> **WHAT IS REQUIRED**:
Can you reproduce the Zurich lunch post below word for word, between "In the past" and "Lanka (or India?)", inclusive?

> **SELECTION**:
╔══

La Cote (meat, Kreis 3) - As a meat fan, I loved this place. I had their (in)famous Cafe de Paris entrecote, the way I like it - as rare as possible, or "bloody" as the waiter said with a smile. You can also eat charbonnade. We all shared a couple of desserts and they were nothing special, but then again, I was in "meat heaven", so nothing to complain...

A Taste of... - Zurich Lunch Adventures

In the past few months, I have been organizing lunch events with several friends in Zurich. Usually, I pick  a different place every time, reflective of a different cuisine, mostly on Fridays, but occasionally on other days. The reason is that, generally, Fridays are a bit more laid back in the office, for everyone.

Here are some of the places visited (with the links), and some comments/ recommendations.

A Taste of Jamaica
Cozy take away place with a couple of tables, it is awesome: nice owners/workers, cheap, and delicious food. Highly recommended. But plan on taking a nap afterwards, I had to have 2 teas to be able to get back to work and stay awake!

A Taste of Sri Lanka (or India?)
Nimmi Restaurant & Take Away
I liked it. It was a big portion, it was tasty, and it was cheap. The shrimp curry was a bit on the spicy side for me, but totally edible - I am not a big fan of spicy (as in "hot", not "spices"). I was satisfied with the price/quality ratio.

A Taste of Vietnam
I had the pho with beef and really liked it, even on such a hot day. I have been back for dinner and had the pho with fish, even better. Their lotus tea is nothing to write home about, just tastes like regular tea to me (but what do I know?)

A Taste of Vietnam - Part 2
Roasted Duck with Rice costs 17 francs at lunchtime. Definitely recommend the place.

A taste of Asia
Teoh Asian Restaurant
Loved the food, loved the company. I had noodles and chicken with veggies and mushrooms. Definitely going back for more. I also had dinner there with some friends, we had a special pork dish - food is super tasty, but I thought they could do with a bit bigger portions.

╚══

[Data drawn from a collection]

╔══

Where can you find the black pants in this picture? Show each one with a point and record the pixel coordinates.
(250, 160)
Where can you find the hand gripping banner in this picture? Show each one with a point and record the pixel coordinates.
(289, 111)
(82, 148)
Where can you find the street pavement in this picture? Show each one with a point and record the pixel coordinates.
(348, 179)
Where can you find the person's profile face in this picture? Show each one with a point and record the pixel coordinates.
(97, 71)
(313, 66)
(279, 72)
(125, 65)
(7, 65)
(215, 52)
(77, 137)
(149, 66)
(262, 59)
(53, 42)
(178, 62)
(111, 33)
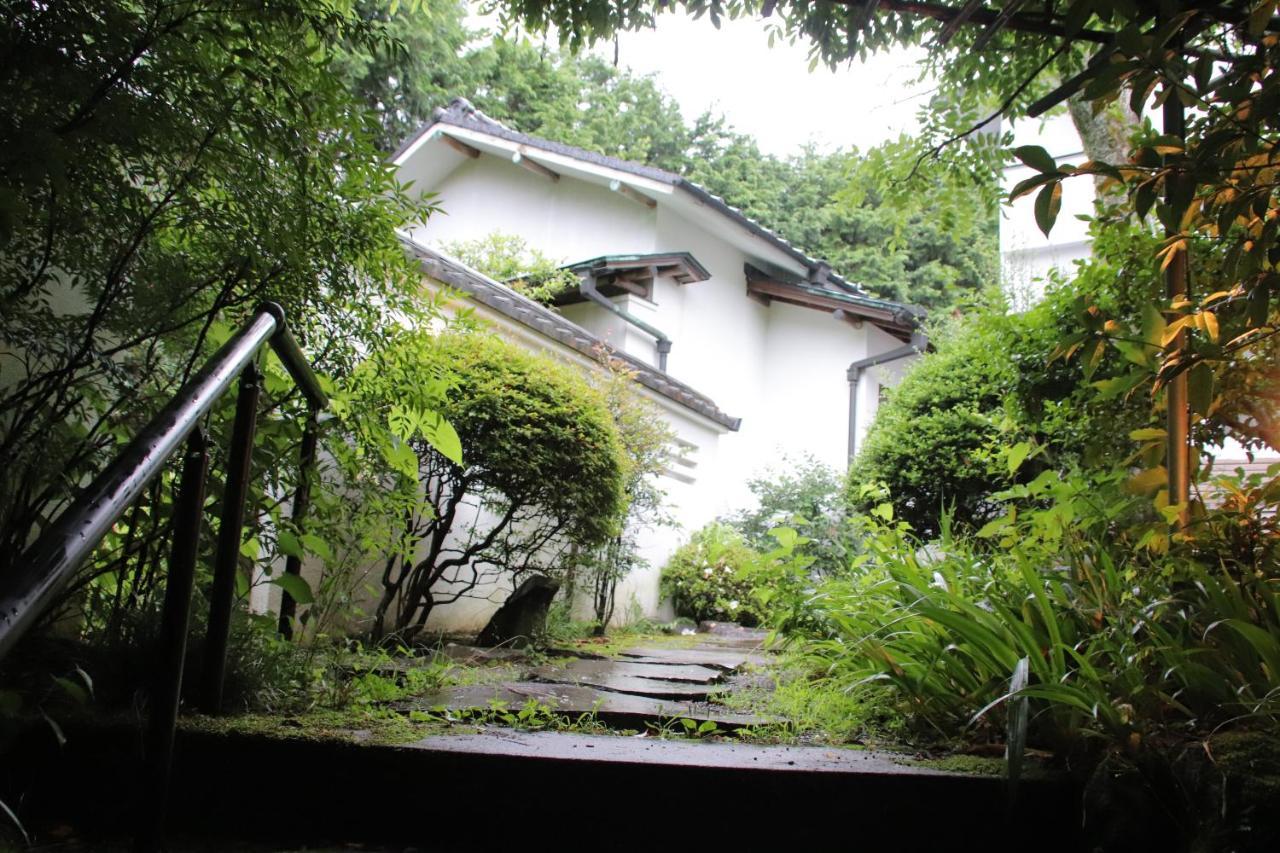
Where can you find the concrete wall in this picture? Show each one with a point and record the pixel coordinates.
(780, 368)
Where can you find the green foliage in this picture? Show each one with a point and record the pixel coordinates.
(158, 179)
(511, 260)
(805, 496)
(997, 382)
(833, 206)
(1116, 641)
(542, 470)
(709, 576)
(647, 439)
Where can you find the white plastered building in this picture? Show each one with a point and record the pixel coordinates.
(743, 342)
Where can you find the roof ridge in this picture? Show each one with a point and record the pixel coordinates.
(508, 301)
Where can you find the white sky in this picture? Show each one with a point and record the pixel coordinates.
(769, 92)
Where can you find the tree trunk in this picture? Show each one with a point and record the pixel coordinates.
(1104, 136)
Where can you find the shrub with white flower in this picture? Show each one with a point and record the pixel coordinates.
(712, 575)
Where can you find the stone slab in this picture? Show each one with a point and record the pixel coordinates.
(471, 655)
(720, 658)
(653, 688)
(662, 671)
(681, 753)
(613, 708)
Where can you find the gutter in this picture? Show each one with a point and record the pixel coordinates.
(919, 343)
(590, 291)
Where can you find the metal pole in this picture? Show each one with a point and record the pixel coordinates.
(301, 503)
(229, 529)
(176, 620)
(1176, 284)
(63, 547)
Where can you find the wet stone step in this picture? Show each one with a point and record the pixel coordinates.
(664, 671)
(653, 688)
(722, 658)
(611, 708)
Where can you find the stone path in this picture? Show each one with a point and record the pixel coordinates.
(647, 684)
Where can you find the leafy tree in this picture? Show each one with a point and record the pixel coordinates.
(711, 576)
(159, 177)
(540, 470)
(1212, 173)
(807, 496)
(999, 381)
(647, 441)
(833, 206)
(511, 260)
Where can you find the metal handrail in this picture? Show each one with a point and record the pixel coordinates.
(48, 565)
(67, 543)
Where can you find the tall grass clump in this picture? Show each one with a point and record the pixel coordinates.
(1116, 639)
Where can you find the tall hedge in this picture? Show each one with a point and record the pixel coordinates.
(542, 470)
(995, 381)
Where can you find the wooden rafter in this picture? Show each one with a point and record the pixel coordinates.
(460, 146)
(951, 27)
(521, 159)
(639, 197)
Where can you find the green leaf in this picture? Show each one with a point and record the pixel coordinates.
(786, 537)
(1036, 158)
(1048, 203)
(1148, 480)
(316, 546)
(996, 527)
(444, 438)
(251, 548)
(1018, 454)
(298, 589)
(289, 544)
(401, 457)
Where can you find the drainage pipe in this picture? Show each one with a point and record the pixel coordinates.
(918, 343)
(590, 291)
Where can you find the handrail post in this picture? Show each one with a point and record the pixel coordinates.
(229, 530)
(301, 505)
(172, 648)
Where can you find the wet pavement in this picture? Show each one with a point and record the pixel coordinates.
(645, 685)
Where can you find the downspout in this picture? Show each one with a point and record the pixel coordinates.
(919, 343)
(589, 290)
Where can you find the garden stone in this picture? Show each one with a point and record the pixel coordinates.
(522, 615)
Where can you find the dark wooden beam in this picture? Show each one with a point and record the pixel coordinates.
(984, 37)
(782, 292)
(624, 190)
(460, 146)
(521, 159)
(951, 27)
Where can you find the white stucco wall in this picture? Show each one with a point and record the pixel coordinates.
(780, 368)
(565, 219)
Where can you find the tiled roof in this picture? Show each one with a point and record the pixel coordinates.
(510, 304)
(461, 113)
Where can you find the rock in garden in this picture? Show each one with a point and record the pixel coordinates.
(522, 615)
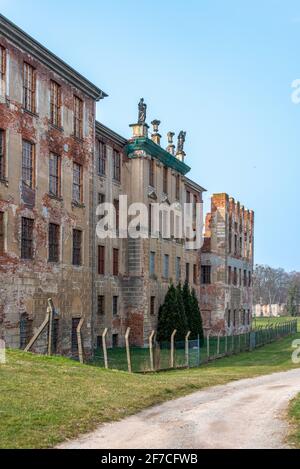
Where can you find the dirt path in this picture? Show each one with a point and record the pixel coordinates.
(242, 414)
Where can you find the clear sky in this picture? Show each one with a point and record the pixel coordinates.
(221, 70)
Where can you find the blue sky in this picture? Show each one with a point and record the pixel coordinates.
(221, 70)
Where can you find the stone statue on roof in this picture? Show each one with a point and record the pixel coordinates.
(181, 142)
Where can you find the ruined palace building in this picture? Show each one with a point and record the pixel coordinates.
(57, 164)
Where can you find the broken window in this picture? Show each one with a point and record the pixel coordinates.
(177, 188)
(2, 154)
(116, 166)
(78, 117)
(28, 155)
(152, 305)
(115, 305)
(151, 172)
(27, 238)
(101, 305)
(77, 183)
(1, 233)
(165, 179)
(101, 157)
(54, 175)
(29, 88)
(116, 262)
(55, 104)
(101, 260)
(53, 242)
(205, 274)
(77, 240)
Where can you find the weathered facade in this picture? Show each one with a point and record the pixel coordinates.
(47, 131)
(227, 266)
(129, 294)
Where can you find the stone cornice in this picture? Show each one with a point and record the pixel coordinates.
(105, 132)
(25, 42)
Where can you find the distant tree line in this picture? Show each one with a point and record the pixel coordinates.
(179, 311)
(276, 286)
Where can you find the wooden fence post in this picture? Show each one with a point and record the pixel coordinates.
(50, 311)
(172, 361)
(151, 350)
(128, 349)
(79, 340)
(38, 333)
(105, 348)
(187, 361)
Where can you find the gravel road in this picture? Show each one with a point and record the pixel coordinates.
(243, 414)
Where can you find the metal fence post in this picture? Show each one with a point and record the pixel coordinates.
(172, 361)
(128, 349)
(187, 361)
(105, 347)
(79, 340)
(151, 350)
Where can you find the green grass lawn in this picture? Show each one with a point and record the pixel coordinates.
(265, 322)
(44, 401)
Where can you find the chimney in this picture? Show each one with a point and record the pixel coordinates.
(156, 136)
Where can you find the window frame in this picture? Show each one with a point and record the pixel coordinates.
(77, 186)
(29, 88)
(27, 248)
(56, 177)
(78, 117)
(55, 104)
(2, 154)
(77, 248)
(53, 243)
(3, 70)
(31, 167)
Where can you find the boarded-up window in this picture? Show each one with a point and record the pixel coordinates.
(101, 157)
(77, 240)
(77, 183)
(54, 175)
(25, 330)
(101, 260)
(1, 233)
(27, 238)
(2, 71)
(78, 117)
(53, 242)
(116, 262)
(28, 155)
(117, 214)
(55, 104)
(29, 88)
(2, 154)
(116, 166)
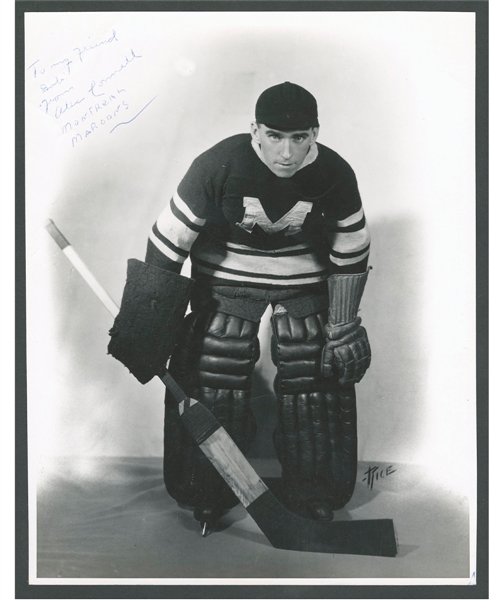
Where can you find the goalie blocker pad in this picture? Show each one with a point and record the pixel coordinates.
(153, 306)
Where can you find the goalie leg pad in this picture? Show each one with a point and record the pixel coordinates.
(316, 438)
(213, 364)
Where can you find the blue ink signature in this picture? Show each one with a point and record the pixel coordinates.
(81, 51)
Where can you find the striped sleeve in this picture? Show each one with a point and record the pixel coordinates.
(349, 244)
(173, 234)
(183, 218)
(348, 232)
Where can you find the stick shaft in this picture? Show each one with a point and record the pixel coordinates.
(81, 267)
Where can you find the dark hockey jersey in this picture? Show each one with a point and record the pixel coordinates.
(241, 224)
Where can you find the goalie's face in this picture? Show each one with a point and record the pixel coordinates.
(284, 151)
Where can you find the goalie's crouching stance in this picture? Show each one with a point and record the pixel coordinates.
(255, 214)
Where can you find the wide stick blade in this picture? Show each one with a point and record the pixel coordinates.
(288, 531)
(281, 527)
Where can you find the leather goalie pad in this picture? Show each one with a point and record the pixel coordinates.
(316, 436)
(213, 363)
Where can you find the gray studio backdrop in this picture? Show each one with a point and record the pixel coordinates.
(119, 104)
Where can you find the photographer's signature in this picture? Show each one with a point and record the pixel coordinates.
(373, 474)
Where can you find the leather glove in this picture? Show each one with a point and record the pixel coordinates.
(346, 352)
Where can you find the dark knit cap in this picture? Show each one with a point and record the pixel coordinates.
(287, 106)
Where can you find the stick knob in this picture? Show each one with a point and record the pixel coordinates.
(58, 237)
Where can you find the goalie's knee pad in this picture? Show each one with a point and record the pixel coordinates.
(297, 344)
(213, 362)
(316, 438)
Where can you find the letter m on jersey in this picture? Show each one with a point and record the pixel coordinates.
(255, 215)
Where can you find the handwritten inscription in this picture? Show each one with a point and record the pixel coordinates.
(89, 88)
(373, 474)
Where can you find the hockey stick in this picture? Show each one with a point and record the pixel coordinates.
(282, 528)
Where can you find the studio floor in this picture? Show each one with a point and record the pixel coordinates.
(107, 518)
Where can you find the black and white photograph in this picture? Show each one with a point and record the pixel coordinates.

╚══

> **EXPECTED OUTPUT**:
In the past few months, I have been organizing lunch events with several friends in Zurich. Usually, I pick  a different place every time, reflective of a different cuisine, mostly on Fridays, but occasionally on other days. The reason is that, generally, Fridays are a bit more laid back in the office, for everyone.

Here are some of the places visited (with the links), and some comments/ recommendations.

A Taste of Jamaica
Cozy take away place with a couple of tables, it is awesome: nice owners/workers, cheap, and delicious food. Highly recommended. But plan on taking a nap afterwards, I had to have 2 teas to be able to get back to work and stay awake!

A Taste of Sri Lanka (or India?)